__AIM OF THE TASK__:
Copy out exactly every line from the line containing "of the power" until the records below end, inclusive of both boundary lines.

Stored dataset items
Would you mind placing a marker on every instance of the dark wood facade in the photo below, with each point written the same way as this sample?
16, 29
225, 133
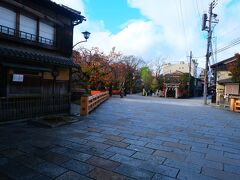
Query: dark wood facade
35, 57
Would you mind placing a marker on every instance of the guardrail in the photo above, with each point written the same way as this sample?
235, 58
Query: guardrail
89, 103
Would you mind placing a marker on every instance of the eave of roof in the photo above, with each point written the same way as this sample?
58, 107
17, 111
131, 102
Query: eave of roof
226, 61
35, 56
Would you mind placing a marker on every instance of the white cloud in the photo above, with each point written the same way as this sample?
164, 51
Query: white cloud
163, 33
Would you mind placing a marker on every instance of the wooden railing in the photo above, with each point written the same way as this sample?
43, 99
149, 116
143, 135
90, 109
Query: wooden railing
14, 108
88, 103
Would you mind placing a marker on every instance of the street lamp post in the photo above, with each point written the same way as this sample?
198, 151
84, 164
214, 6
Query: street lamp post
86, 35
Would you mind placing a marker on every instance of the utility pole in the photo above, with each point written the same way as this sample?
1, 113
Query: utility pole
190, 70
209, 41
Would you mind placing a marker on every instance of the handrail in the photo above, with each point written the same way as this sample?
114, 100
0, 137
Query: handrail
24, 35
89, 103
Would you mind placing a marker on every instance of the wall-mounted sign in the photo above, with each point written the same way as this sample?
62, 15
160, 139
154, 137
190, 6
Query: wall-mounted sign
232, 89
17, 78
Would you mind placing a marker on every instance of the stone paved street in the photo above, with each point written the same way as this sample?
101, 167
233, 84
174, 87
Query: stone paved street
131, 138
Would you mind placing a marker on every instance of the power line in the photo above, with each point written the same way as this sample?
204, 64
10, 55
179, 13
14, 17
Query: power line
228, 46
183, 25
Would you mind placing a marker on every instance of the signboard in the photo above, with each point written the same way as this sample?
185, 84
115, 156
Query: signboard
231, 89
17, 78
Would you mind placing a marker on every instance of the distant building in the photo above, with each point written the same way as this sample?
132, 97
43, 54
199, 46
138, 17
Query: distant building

__WRITTEN RESPONSE__:
Would you mind placing a marker on every instance of the power line in the photo above, with each point written the same way as this sample?
204, 64
10, 55
179, 13
14, 17
Query: power line
228, 46
183, 25
Would you mind placing a marker on every instance of the signboard in the photo above, with each point written the same way as this sample?
185, 84
115, 156
Query: signboard
231, 89
17, 78
Would you mind placing a marker on every instance of the distant building in the photo above, with each point written the same way as this sample?
132, 97
43, 54
199, 46
138, 17
Query: distant building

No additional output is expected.